[Collection entries]
··········

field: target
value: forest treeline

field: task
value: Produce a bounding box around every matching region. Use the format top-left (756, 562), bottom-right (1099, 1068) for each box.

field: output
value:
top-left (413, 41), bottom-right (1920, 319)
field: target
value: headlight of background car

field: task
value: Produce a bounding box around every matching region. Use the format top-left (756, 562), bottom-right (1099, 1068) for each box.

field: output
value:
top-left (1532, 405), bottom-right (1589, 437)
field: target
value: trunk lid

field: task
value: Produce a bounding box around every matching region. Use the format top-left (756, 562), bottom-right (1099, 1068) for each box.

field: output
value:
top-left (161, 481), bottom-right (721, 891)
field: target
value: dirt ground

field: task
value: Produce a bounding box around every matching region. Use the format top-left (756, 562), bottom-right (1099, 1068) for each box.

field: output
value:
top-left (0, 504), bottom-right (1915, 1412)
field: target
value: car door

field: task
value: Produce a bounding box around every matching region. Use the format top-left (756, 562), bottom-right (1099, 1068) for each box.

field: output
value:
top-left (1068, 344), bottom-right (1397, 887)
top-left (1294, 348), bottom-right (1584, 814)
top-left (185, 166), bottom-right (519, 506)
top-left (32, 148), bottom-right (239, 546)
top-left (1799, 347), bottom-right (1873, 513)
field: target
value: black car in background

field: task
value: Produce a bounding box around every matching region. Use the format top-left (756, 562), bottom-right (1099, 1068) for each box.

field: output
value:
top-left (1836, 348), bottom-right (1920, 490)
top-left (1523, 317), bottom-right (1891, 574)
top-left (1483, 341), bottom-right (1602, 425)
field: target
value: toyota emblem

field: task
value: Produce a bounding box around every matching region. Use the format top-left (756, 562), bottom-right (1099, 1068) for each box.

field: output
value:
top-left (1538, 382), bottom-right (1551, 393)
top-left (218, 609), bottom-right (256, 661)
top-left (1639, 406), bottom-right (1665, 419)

··········

> ASSIGNMENT
Using the records above, say how many lines include the string "background". Only the number is wanted.

> EXERCISE ANSWER
2